Cancellous bone has a porosity of 50-90%, and consists of a trabecular mesh framework with an aperture of approximately 1.0 mm. Cortical bone has a porosity of 3-12%, and is dense in structure.23 Metal bone trabeculae are similar to human bone trabeculae, and their elastic modulus is comparable to that of human bone tissue. A porous titanium alloy scaffold with better pore connectivity has the advantage of enabling the elastic modulus of the scaffold to be reduced to approximately 20 GPa by changing the pore diameter and wire diameter, making it closer to the elastic modulus of bone tissue, thus further reducing the stress shielding effect and promoting bone integration. The widely-distributed porous interconnected structure also facilitates the circulation of nutrients in adjacent tissues, stimulates the growth and proliferation of osteoblasts, and allows the material to bind more firmly and closely with surrounding bone tissues.24, 25

There is a theoretical basis for the expected long-term efficacy of implanted 3D-printed personalised prostheses. Compared with other prostheses, 3D-printed personalised prostheses have many advantages: they are fast and convenient to make, can be shaped accurately, and they are stable in the body, with good biological activity and strong mechanical stability.26 Compared with traditional prostheses, another outstanding feature of 3D-printed personalised prostheses is their accuracy and stability.27 The personalised prosthesis design enables each patient to be given the unique best implant, which is also the best performance of precision medicine, and is conducive to the recovery of patients’ limb function after surgery. From the perspective of 3D-printed prosthesis theory, the technology uses software to generate 3D images, and to perform processes including editing, surface smoothing, model segmentation, etc., to ensure that the accuracy of 3D-printed prostheses is up to standard.28

In this study, by the last follow-up, the MSTS score of limb function was 22.53 ± 2.09 (range 16-26). Ten (83%) of the patients scored ≥ 20 and were able to function normally. We analysed the possible reasons for good functionality, and concluded that a precise preoperative approach analysis determined the best approach to minimise muscle injury; complete pelvic ring and in situ acetabular reconstruction ensured 3D stability and normal stress conduction of the pelvis; while during the operation, the bone tissue of the muscle attachment point was preserved as much as possible to enhance stability during the reconstruction of the muscle insertion point. A 3D-printed prosthesis is more suitable for the curved shape of the iliac outer plate, and the screws can be accurately placed into the S1 and/or S2 vertebrae. Additionally, the use of long cancellous bone screws and short cortical screws to fix the prosthesis can achieve more stable fixation and natural mechanical conduction.

* * * * * * * * *

● USING THE INFORMATION
1. From the passage on 3D-printed pelvic prostheses, list the advantages that 3D-printed personalised prostheses are said to have compared with other prostheses.
2. Continue the passage on 3D-printed pelvic prostheses from the point where it stops.

● DATA RECORDS
* * * * * * * * *

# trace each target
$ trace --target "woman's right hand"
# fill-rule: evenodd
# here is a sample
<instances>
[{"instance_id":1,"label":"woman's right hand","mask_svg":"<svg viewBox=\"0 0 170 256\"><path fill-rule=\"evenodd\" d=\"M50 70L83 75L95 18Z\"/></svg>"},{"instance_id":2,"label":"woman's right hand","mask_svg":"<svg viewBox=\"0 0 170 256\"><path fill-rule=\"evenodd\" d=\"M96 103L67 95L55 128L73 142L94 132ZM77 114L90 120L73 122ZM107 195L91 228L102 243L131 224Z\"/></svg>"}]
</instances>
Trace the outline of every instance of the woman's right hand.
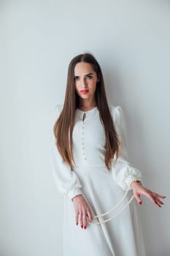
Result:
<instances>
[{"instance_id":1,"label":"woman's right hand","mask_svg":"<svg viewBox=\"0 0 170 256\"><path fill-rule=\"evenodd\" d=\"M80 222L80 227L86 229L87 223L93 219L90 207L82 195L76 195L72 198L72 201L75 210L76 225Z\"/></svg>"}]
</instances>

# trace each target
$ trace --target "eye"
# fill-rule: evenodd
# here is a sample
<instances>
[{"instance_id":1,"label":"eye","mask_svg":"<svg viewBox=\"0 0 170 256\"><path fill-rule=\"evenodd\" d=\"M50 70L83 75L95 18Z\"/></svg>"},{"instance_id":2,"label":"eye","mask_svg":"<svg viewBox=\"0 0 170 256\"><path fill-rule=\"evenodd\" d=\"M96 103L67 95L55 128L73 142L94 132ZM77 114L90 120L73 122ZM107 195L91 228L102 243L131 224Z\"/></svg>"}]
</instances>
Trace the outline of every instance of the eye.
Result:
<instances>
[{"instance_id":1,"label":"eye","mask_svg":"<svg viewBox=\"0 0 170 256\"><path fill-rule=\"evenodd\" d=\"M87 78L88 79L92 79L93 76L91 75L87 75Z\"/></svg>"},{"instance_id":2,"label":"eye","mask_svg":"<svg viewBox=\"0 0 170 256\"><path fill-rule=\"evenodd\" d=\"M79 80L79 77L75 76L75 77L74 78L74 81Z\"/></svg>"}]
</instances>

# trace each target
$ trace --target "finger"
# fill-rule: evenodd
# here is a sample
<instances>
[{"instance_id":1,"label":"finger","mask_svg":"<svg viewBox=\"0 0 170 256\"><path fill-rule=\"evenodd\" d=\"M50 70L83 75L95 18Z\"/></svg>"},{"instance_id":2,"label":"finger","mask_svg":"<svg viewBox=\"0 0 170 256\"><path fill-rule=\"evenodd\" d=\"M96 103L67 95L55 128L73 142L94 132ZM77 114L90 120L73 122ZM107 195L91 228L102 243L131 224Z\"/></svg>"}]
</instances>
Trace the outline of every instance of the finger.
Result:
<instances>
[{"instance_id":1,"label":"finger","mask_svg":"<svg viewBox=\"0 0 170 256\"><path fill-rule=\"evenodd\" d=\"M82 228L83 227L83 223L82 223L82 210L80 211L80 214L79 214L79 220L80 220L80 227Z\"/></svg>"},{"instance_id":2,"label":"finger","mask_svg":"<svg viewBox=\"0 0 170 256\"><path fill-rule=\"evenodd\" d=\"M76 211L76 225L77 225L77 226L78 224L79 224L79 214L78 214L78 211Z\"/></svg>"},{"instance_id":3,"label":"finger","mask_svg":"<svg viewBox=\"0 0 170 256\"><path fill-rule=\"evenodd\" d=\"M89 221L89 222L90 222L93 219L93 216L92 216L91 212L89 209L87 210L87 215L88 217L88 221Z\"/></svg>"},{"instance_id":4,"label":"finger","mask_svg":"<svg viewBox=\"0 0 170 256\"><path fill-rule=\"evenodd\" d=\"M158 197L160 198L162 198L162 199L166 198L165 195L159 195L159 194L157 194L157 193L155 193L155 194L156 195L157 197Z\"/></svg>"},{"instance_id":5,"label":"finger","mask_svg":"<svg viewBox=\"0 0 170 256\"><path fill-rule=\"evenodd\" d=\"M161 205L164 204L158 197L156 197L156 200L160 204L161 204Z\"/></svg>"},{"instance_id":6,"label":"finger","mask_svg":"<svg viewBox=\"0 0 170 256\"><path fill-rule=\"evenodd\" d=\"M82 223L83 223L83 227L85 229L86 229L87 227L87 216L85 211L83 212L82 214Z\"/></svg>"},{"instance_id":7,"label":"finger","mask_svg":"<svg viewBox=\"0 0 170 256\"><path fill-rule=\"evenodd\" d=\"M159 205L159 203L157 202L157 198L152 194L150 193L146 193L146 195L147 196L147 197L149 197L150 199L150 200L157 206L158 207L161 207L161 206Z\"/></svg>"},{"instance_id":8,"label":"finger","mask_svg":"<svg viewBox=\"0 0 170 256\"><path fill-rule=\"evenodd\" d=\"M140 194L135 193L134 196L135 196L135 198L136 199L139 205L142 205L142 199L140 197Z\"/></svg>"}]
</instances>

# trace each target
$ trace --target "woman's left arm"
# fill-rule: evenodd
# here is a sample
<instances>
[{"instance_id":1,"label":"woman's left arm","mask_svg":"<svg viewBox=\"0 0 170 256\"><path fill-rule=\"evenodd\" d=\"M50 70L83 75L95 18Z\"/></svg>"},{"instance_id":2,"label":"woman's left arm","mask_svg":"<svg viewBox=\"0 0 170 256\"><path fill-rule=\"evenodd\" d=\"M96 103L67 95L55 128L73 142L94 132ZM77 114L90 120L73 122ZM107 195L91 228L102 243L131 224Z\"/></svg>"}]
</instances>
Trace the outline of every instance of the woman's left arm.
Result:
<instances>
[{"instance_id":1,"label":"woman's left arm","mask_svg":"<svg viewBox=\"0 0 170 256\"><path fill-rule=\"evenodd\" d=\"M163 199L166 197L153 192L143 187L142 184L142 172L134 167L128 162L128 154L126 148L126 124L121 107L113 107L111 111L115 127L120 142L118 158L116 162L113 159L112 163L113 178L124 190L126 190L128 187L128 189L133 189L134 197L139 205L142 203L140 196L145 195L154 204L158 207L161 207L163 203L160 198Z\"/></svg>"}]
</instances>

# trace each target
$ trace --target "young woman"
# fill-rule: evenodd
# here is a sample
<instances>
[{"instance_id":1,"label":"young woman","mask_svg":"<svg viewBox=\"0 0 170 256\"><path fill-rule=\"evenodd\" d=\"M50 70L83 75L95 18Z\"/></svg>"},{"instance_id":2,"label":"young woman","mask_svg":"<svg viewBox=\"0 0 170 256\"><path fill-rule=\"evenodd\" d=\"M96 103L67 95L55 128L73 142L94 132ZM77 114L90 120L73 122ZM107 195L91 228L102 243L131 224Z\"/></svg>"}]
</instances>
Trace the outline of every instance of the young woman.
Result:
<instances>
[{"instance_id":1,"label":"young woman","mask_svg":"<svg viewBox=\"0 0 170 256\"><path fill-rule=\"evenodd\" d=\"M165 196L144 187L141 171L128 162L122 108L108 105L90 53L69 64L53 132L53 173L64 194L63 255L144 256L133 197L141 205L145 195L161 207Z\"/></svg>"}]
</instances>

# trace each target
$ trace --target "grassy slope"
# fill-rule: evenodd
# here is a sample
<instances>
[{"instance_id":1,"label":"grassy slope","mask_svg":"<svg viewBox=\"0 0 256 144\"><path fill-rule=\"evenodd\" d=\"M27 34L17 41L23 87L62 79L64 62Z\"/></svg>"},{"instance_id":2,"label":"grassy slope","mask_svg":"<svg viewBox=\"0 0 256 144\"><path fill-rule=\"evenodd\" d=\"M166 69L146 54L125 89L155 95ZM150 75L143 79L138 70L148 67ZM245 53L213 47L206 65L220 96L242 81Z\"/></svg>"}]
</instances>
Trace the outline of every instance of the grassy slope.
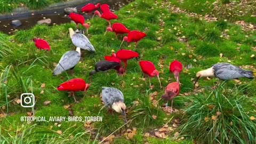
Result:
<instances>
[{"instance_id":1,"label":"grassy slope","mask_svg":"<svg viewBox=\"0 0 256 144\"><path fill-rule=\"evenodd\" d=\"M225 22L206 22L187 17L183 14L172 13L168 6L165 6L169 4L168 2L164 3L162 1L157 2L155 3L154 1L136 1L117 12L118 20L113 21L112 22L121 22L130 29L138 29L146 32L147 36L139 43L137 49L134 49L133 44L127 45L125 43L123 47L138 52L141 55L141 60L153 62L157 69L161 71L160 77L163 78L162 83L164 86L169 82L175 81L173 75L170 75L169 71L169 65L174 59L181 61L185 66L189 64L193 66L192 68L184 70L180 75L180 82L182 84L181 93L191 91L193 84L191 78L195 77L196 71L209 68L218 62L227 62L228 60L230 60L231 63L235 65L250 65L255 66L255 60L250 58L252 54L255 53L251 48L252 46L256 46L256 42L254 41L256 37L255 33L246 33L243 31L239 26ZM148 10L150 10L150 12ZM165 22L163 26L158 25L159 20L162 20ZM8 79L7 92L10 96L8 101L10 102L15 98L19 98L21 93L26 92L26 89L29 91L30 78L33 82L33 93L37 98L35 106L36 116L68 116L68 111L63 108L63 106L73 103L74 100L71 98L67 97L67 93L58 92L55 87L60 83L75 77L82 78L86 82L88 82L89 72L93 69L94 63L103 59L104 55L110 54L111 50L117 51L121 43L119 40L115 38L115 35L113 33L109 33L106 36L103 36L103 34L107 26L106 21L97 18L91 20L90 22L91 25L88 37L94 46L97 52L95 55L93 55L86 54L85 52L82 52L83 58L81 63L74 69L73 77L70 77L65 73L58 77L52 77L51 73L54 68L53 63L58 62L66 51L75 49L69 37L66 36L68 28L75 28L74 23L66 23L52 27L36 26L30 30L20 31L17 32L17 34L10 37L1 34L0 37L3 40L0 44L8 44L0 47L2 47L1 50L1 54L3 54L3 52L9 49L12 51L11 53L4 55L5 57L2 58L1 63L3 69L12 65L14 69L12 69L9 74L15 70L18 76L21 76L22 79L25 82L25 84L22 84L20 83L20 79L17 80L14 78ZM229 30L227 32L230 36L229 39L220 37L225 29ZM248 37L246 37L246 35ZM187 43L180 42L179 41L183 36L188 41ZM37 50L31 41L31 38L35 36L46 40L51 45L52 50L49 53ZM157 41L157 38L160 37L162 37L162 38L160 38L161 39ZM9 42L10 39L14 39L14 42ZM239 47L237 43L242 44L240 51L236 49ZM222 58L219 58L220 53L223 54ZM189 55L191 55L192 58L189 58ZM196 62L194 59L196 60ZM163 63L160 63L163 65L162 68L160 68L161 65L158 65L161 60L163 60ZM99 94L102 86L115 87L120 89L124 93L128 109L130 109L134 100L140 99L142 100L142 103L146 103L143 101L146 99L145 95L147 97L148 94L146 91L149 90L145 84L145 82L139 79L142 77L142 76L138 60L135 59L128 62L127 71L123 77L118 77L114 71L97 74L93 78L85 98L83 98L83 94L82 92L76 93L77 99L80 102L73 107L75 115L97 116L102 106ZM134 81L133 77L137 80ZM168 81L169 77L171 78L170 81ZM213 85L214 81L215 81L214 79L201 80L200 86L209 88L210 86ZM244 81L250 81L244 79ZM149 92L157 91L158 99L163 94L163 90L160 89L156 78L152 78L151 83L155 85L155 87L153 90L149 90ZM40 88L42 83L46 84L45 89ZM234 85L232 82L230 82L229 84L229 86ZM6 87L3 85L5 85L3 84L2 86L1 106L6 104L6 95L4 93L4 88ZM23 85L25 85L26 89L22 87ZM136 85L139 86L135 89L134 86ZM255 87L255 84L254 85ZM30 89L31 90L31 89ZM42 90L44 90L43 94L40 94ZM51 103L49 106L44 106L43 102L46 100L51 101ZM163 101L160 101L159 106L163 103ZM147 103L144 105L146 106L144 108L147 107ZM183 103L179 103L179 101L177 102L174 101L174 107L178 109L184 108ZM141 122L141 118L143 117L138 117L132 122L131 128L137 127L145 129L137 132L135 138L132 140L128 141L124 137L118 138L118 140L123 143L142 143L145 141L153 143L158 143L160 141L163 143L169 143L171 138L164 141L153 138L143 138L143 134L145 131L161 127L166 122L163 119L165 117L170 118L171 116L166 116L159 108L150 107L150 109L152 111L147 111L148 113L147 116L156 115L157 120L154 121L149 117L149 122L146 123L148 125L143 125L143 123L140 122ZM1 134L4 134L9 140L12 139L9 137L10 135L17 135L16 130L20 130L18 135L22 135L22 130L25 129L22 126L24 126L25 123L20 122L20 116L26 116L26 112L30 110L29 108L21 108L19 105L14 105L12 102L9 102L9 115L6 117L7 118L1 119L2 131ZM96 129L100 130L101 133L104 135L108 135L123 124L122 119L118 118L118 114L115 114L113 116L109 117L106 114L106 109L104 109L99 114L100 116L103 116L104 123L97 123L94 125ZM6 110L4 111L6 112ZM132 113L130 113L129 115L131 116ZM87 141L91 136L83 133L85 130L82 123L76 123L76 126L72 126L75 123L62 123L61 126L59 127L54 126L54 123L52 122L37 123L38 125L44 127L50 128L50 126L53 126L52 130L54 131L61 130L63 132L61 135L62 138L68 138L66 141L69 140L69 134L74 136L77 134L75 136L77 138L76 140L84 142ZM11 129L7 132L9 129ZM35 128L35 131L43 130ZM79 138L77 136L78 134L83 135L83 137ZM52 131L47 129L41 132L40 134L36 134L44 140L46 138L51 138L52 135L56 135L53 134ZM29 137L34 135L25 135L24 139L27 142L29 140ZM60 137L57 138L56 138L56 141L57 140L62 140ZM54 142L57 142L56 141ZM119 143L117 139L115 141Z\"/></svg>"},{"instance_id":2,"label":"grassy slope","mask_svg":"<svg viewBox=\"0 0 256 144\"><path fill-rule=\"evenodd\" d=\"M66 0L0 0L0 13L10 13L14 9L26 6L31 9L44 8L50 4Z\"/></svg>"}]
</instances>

* * * * * * * * *

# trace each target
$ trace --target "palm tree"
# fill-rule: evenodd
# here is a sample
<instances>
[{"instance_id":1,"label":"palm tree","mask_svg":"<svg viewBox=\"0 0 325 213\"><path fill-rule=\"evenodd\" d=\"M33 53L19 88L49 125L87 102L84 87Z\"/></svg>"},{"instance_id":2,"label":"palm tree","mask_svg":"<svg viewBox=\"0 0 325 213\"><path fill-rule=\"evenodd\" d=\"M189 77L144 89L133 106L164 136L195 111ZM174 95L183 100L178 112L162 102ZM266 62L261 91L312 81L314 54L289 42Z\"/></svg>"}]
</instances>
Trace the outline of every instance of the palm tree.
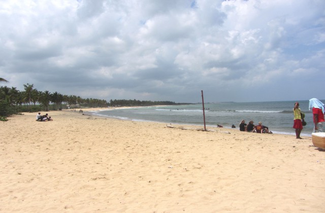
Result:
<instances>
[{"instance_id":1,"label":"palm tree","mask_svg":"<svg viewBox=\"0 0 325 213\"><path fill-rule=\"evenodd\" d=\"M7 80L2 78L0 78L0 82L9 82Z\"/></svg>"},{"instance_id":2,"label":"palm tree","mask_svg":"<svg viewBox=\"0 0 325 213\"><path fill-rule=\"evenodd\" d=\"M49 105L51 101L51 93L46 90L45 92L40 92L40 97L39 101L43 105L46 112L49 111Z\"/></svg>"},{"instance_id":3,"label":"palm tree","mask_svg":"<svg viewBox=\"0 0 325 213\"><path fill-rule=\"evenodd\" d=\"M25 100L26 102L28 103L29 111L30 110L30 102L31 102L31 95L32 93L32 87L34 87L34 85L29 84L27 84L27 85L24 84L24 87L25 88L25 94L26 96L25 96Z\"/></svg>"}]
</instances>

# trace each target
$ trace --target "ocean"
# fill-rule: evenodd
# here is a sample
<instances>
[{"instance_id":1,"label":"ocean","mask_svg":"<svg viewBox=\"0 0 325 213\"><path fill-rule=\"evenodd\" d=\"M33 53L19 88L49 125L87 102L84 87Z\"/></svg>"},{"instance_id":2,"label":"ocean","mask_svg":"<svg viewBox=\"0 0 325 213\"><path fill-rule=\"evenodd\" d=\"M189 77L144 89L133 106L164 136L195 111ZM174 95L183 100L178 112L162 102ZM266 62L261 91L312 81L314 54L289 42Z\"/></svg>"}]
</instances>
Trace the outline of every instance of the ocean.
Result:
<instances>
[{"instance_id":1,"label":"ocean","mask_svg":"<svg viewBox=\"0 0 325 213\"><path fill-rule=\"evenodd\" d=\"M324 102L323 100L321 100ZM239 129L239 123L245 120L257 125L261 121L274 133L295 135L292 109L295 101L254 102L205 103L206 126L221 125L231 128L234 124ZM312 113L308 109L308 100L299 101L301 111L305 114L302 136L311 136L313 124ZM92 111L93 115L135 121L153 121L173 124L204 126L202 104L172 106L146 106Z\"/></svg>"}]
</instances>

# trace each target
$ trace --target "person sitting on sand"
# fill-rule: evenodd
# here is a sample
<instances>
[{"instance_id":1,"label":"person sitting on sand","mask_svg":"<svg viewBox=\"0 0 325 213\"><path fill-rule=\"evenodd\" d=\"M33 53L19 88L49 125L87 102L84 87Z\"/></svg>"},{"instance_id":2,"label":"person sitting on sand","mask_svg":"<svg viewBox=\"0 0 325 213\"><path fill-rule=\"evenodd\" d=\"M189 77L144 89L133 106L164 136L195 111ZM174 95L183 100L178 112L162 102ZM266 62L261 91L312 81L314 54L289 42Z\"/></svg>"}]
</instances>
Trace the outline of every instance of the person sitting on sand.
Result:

* * * * * * * * *

● YOUR RESPONSES
1.
- Fast and convenient to make
- Can be shaped accurately
- Stable in the body
- Good biological activity
- Strong mechanical stability

2.
This study has some limitations. First, this was a retrospective case-control study, which inevitably was prone to selection bias. Second, the overall postoperative follow-up time was short, which may have led to underestimation of the incidence of mechanical complications such as aseptic loosening and screw fracture. Third, this was a small-sample study in a single centre, and a large study in multiple centres is needed. Finally, the effect of the 3D-printed prosthesis on bone growth needs to be confirmed by a longer follow-up period.

In conclusion, individually-designed 3D-printed prostheses can be used to reconstruct large bone defects after bone tumour resection, and satisfactory short-term clinical efficacy can be obtained. The medium- and long-term efficacy is expected to be good. 3D-printed prostheses with individualised designs have broad application prospects and great development potential.

Funding Statement

This study was supported by the National Natural Science Foundation of China (No. 81904231).

Footnotes

Acknowledgement: None.

Conflicts of interest statement: We declare that we have no conflicts of interest.

Editor note: Zengwu Shao is an Editorial Board member of Biomaterials Translational. He was blinded from reviewing or making decisions on the manuscript. The article was subject to the journal’s standard procedures, with peer review handled independently of this Editorial Board member and his research group.